==== Records provided ====
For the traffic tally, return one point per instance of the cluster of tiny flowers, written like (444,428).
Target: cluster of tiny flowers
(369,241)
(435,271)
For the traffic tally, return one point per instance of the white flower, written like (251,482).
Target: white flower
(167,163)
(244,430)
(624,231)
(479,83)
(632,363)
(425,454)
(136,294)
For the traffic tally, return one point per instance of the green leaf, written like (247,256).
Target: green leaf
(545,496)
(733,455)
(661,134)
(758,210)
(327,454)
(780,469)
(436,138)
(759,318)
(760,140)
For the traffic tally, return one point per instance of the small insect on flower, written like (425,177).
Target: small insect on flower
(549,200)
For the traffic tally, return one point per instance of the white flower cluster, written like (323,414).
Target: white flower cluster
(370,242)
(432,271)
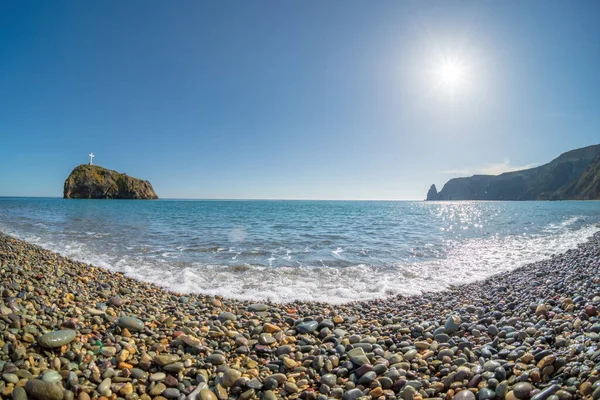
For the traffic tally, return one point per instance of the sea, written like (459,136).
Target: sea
(283,251)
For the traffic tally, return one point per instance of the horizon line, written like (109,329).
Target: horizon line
(217,199)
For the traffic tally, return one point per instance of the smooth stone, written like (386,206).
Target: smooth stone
(174,367)
(158,389)
(139,374)
(10,378)
(486,394)
(522,390)
(230,376)
(491,365)
(41,390)
(358,357)
(131,323)
(216,359)
(51,375)
(104,387)
(367,378)
(227,316)
(55,339)
(258,307)
(207,394)
(329,379)
(352,394)
(307,327)
(547,392)
(171,393)
(464,395)
(19,393)
(166,359)
(452,324)
(158,376)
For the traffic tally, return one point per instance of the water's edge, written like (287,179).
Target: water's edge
(449,287)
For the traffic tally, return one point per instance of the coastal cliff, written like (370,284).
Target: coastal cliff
(573,175)
(94,182)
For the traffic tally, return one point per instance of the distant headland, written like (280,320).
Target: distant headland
(574,175)
(89,181)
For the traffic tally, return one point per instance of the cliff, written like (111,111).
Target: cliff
(587,187)
(94,182)
(572,175)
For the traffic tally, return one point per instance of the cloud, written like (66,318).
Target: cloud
(490,169)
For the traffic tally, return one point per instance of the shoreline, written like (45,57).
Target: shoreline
(508,336)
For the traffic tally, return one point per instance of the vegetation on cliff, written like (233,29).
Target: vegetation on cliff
(573,175)
(95,182)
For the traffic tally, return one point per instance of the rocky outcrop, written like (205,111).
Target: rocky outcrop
(557,180)
(587,187)
(95,182)
(432,194)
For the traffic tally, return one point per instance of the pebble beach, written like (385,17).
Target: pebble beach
(70,330)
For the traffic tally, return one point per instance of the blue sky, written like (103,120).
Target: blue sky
(277,99)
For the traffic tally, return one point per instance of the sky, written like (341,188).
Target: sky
(293,100)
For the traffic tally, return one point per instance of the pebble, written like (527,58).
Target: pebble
(131,323)
(41,390)
(57,338)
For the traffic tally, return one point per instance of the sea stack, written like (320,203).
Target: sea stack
(94,182)
(432,194)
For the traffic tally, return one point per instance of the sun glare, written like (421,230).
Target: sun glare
(451,74)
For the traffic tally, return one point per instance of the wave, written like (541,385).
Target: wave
(463,262)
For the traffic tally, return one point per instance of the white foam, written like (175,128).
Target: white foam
(466,261)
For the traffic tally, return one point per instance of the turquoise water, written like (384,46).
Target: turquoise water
(333,251)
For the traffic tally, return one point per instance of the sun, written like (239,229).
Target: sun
(451,74)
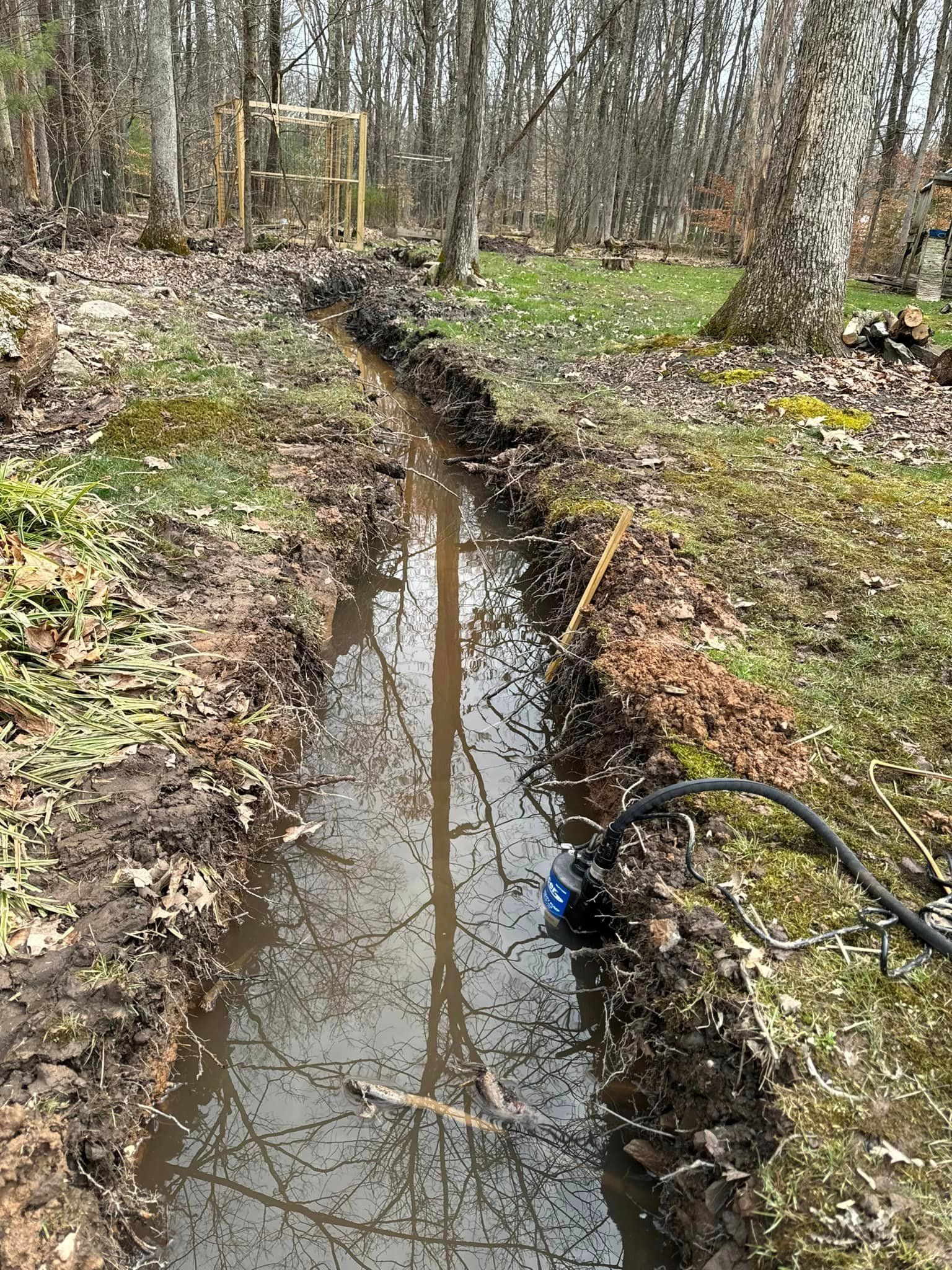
====
[What is expected] Reproduce every line from the line with "written like (320,203)." up to and including the final line of the material, requests included, adding 107 to each number in the answer coordinates but not to the requests or their sample formats. Leave the pictures out of your answer.

[Task response]
For the traffic tally, return one point per instance of the sea stack, written like (320,203).
Target: sea stack
(201,289)
(539,301)
For the traffic tally, return one point per instance of the sun glare, written like (421,230).
Target: sun glare
(558,181)
For the traffic tally, return one point per instance of the wave, written like (541,385).
Target: wave
(570,369)
For the traffic tally, return one point per instance of the white foam, written like (175,128).
Target: white foam
(573,368)
For the traffic tally, return one point per instance of the turquoise water, written like (384,46).
Target: turquoise water
(440,358)
For the traffic tally, return one point per instance of the sun, written like (239,229).
Target: sun
(558,181)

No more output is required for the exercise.